## Задание a:
Верните все приведённые ниже строки, содержащие слово «spike», с учётом регистра букв.

## Фрагмент текста:
12 — Чимбала; 16 — Глинное, к. 276; 17 — Муригиол; 18 — Чобручи, к. 345; 19 — Надлиманское городище; 20 — М. Брестница; 21 — Журовка, курган 416; 22 — Николаевка, погребение 42;
23 — Матеуцы; 24 — группа БОФ, курган 13, погребение 2; 25 — ур. Холодный Яр, курган 20; 26 —Ханска; 27 — штамп из Адамклиси; 28 — Николаевна, курган 4; 29 — Гурбанешти


Особая группа памятников VI—V вв. до н. э., отличная от всех остальных по погребальному обряду и инвентарю, выделяется в Юго-Западной Олтении. К ней относятся погребения этого времени в курганном могильнике у с. Балта-Верде, курганный же могильник Гогошу и бескурганные погребения в могильнике — ус. Басараби33.

Для этой группы свойственно трупоположение, которое в V в. довольно решительно сменяется трупосожжениями. В металлическом инвентаре здесь преобладали вещи иллирийского происхождения. Особенности наблюдаются и в керамическом комплексе. Румынские исследователи колеблются в определении этнической принадлежности людей, оставивших памятники этой группы. Одни считают возможным относить их к иллирийцам, другие — к фракийцам, испытавшие сильное иллирийское воздействие34. Связями и близким территориальным расположением именно с этой группой населения объясняет А. Вульпе иллирийские элементы в инвентаре погребений, относящихся к группе Фернджеле. В отличие от памятников группы Бырсешты—Фериджеле в погребениях VI—V вв. до н. э. в Балта-Верде совершенно отсутствуют элементы скифской культуры, тогда как в погребениях VIII—VII вв. до н. э. в этом же могильнике хорошо представлен конский убор так называемого фрако-киммерийского типа.

Отдельные погребения и поселения VI—V вв. и второй половины V вв. до н. э., которые румынские исследователи считают гето-фракийскими, но не принадлежавшими ни к одной из названных выше групп, отмечены в разных районах Румынии35.

В курганном некрополе Истрии П. Александреску были изучены курганы, принадлежащие, видимо, гетской аристократии36. Центральные погребения в них представляли собой трупосожжения, совершенные на месте погребения. Остатки костей и зола были сложены в кучу. Среди них находилась греческая керамика. На периферии курганов располагались захоронения человеческих и конских костей, которые автор склонен рассматривать как своеобразные жертвоприношения, сопровождавшие знатных покойников, погребенных в центре кургана. В одном из курганов (XIX), кроме греческой керамики VI в. до н. э., была найдена железная ручка зеркала (?) с грифоньей или орлиной головкой на конце, выполненной в скифо-фракийском зверином стиле37. Авторы справедливо сравнивают эту ручку с рукояткой меча из могилы 120 могильника Сентеш-Векергуз в Венгрии.

## Извлечённые сведения:
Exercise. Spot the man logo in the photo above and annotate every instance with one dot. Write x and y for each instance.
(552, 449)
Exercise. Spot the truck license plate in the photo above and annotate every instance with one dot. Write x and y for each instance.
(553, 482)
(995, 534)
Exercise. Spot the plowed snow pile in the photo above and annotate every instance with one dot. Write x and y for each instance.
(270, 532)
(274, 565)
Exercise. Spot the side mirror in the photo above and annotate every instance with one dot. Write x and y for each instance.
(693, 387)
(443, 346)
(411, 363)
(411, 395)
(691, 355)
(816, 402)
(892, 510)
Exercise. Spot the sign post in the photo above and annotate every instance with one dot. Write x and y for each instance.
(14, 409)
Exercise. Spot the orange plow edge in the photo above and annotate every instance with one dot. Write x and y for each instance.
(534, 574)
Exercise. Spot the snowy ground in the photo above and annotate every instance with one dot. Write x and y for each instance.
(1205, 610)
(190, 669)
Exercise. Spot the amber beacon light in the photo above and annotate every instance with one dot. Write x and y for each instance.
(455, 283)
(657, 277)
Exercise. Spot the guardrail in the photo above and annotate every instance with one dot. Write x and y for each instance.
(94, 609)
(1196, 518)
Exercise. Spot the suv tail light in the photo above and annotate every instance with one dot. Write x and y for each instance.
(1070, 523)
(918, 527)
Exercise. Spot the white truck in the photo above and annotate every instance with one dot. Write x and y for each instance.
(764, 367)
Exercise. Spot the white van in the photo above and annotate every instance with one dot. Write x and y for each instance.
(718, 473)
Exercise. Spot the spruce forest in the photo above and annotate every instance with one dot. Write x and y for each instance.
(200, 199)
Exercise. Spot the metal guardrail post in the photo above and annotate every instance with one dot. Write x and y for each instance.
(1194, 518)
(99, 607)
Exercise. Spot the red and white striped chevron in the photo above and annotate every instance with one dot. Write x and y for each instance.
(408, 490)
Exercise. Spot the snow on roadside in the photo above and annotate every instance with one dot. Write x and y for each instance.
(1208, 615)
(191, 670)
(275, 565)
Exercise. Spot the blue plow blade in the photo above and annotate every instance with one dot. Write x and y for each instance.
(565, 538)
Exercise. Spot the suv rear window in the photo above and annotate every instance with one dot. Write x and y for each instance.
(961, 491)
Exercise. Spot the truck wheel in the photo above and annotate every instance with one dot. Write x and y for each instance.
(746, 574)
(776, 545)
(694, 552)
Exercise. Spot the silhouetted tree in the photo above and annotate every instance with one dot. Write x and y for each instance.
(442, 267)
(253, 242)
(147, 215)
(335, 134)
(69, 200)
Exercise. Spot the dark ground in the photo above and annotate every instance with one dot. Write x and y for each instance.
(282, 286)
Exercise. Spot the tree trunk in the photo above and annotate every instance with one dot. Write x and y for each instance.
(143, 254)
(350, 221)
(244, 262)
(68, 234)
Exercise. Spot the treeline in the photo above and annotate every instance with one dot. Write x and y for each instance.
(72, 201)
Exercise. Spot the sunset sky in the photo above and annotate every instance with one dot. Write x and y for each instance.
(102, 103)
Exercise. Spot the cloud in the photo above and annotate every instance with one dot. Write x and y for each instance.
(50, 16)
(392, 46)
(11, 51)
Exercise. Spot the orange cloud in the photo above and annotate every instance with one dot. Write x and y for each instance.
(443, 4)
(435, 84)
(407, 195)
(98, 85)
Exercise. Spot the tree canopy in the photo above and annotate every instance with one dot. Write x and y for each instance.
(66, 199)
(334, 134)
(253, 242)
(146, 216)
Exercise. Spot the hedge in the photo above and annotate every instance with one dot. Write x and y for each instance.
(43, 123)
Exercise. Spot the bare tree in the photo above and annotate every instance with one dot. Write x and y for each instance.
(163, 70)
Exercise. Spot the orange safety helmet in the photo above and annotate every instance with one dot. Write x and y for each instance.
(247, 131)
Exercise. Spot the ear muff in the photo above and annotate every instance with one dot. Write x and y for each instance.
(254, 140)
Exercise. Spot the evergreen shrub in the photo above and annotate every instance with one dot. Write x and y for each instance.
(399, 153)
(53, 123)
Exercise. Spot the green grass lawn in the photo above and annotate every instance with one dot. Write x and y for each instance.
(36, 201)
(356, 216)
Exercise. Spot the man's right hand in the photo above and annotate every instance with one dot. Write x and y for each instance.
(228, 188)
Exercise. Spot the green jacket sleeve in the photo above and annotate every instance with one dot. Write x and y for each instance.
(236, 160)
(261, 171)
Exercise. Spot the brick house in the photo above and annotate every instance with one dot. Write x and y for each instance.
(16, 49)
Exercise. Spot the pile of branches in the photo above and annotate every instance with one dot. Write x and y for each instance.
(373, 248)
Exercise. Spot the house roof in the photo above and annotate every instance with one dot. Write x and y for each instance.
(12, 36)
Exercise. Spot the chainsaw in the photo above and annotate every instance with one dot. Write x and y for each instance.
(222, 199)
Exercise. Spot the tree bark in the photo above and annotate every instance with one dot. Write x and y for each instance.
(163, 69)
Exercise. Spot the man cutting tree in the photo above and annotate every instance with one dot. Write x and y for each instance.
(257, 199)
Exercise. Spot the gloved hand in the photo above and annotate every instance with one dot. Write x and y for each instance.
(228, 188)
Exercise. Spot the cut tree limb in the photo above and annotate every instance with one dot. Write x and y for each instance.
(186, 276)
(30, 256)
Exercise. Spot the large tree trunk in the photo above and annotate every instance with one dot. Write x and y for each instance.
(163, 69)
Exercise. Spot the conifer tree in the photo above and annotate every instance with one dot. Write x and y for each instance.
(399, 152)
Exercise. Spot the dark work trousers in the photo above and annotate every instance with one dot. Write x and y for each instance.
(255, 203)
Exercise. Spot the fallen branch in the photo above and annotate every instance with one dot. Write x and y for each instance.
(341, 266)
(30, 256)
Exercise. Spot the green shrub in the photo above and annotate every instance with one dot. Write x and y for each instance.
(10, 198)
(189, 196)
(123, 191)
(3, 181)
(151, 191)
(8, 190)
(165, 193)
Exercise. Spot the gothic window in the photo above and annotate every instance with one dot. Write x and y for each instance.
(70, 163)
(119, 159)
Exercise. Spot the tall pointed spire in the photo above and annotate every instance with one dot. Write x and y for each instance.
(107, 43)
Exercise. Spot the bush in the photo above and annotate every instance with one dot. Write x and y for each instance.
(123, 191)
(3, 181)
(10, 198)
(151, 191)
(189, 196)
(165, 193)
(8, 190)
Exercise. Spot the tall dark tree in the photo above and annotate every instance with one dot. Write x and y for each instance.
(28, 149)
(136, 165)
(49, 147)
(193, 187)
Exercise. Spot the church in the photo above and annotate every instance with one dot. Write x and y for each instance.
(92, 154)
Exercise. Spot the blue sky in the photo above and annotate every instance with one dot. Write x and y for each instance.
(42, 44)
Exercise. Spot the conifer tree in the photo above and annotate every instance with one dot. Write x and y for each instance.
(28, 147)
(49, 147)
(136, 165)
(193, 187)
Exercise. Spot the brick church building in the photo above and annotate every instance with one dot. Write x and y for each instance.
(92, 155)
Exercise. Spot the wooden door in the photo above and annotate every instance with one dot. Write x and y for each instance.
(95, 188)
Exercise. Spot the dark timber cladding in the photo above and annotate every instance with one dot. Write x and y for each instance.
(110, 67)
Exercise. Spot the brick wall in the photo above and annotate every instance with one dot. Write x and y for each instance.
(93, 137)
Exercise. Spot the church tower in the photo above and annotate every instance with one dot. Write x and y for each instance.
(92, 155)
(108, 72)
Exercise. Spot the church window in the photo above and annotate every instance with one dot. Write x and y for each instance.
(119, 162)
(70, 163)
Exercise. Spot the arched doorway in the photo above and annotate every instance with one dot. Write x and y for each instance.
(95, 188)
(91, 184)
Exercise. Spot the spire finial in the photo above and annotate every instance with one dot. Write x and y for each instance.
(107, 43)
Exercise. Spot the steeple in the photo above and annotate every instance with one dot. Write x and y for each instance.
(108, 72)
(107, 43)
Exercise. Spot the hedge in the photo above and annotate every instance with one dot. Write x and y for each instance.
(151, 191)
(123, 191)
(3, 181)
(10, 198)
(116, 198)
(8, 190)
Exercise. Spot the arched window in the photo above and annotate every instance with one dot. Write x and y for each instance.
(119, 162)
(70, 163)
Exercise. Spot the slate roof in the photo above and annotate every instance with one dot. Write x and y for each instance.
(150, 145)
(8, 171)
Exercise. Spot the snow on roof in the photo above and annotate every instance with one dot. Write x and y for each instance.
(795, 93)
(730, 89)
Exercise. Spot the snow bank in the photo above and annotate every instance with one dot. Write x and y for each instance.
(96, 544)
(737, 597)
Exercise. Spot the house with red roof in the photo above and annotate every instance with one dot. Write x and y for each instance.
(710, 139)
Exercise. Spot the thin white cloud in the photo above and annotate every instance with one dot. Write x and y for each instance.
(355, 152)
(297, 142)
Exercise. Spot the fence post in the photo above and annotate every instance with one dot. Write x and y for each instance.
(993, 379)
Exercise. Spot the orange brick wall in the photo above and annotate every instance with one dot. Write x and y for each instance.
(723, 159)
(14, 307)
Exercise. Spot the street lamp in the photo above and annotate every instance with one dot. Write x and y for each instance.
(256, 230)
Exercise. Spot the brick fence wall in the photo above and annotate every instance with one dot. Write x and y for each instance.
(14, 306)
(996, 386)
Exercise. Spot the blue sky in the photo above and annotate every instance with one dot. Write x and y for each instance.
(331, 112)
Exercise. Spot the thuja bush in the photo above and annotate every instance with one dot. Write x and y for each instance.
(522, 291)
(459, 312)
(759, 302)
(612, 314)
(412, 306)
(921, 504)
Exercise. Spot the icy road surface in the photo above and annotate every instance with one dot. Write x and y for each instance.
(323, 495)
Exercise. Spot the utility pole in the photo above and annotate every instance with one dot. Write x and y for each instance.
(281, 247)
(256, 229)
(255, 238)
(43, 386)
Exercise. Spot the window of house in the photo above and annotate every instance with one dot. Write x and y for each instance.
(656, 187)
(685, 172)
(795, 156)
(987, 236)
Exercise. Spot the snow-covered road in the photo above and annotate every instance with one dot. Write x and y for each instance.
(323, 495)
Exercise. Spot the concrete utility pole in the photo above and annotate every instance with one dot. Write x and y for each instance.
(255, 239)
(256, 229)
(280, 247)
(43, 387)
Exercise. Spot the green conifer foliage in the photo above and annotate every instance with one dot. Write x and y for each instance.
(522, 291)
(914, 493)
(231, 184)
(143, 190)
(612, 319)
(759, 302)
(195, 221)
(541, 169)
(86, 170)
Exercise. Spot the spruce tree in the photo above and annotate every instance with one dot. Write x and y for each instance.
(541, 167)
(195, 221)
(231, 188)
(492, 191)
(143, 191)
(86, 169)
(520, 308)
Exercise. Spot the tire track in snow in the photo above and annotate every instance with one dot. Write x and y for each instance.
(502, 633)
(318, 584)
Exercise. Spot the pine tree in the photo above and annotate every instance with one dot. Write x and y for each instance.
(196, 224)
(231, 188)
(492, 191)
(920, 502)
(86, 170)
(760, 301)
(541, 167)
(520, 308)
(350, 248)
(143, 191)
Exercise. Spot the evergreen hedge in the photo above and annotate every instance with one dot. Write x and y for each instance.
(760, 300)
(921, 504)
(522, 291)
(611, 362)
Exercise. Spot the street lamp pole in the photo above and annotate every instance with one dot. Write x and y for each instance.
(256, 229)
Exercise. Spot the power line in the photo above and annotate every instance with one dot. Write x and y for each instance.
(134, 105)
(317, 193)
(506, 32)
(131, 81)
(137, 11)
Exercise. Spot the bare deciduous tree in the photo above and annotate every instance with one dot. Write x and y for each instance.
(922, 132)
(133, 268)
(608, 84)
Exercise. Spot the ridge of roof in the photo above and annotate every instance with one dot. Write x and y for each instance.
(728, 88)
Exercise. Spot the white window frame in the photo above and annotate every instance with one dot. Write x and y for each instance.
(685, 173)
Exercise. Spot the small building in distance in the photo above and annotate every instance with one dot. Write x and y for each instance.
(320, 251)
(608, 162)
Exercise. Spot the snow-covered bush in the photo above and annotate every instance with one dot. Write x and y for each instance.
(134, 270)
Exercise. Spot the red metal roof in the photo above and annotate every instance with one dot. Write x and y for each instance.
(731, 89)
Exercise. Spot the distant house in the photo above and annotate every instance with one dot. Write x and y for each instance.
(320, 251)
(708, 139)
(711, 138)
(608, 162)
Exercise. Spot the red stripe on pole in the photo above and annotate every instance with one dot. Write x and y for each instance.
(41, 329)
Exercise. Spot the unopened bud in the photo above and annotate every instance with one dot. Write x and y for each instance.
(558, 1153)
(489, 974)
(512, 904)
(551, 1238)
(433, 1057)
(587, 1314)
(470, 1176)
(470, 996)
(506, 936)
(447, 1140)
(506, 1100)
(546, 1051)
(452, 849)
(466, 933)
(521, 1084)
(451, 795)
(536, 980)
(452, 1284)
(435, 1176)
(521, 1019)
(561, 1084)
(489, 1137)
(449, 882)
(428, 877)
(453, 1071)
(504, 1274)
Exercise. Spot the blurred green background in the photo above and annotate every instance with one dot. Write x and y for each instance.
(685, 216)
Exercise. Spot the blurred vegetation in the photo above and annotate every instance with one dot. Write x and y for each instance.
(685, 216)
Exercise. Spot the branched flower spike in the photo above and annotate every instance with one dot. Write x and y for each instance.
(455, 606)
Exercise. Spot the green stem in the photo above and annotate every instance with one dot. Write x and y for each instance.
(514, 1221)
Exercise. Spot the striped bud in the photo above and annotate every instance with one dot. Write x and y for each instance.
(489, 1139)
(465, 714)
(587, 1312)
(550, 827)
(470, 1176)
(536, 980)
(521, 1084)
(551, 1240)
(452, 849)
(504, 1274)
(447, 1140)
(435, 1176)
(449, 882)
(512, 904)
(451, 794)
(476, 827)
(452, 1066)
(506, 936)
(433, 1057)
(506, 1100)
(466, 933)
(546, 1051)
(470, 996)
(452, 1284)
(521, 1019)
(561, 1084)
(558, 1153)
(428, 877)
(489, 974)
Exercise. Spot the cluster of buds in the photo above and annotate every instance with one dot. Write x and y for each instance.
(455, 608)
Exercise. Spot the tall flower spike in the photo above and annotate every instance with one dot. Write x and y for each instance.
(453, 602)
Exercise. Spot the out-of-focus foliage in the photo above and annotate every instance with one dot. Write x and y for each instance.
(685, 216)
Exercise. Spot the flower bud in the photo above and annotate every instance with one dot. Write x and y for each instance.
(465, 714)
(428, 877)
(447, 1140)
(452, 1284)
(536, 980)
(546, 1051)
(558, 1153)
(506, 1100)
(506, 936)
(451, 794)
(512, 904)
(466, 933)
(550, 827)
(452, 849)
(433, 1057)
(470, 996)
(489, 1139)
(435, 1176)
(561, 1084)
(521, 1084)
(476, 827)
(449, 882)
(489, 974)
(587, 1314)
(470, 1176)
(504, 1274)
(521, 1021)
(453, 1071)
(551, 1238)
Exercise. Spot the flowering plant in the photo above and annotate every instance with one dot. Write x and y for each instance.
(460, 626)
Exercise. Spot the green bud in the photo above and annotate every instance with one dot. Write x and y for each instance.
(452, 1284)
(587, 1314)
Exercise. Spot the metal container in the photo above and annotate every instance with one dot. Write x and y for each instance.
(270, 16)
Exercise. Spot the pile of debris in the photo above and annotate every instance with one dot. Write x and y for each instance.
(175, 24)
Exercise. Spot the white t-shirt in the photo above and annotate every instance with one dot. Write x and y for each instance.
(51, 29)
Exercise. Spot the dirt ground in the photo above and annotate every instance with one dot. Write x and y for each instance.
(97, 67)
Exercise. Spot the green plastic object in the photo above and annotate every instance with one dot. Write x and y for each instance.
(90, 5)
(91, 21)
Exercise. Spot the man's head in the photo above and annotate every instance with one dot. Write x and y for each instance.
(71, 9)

## Задание b:
К кому, согласно фрагменту текста выше, румынские исследователи относят людей, оставивших памятники особой группы в Юго-Западной Олтении?

## Результат a:
Exercise. Spot the branched flower spike in the photo above and annotate every instance with one dot. Write x and y for each instance.
Exercise. Spot the tall flower spike in the photo above and annotate every instance with one dot. Write x and y for each instance.

## Результат b:
Одни исследователи относят их к иллирийцам, другие к фракийцам, испытавшим сильное иллирийское воздействие.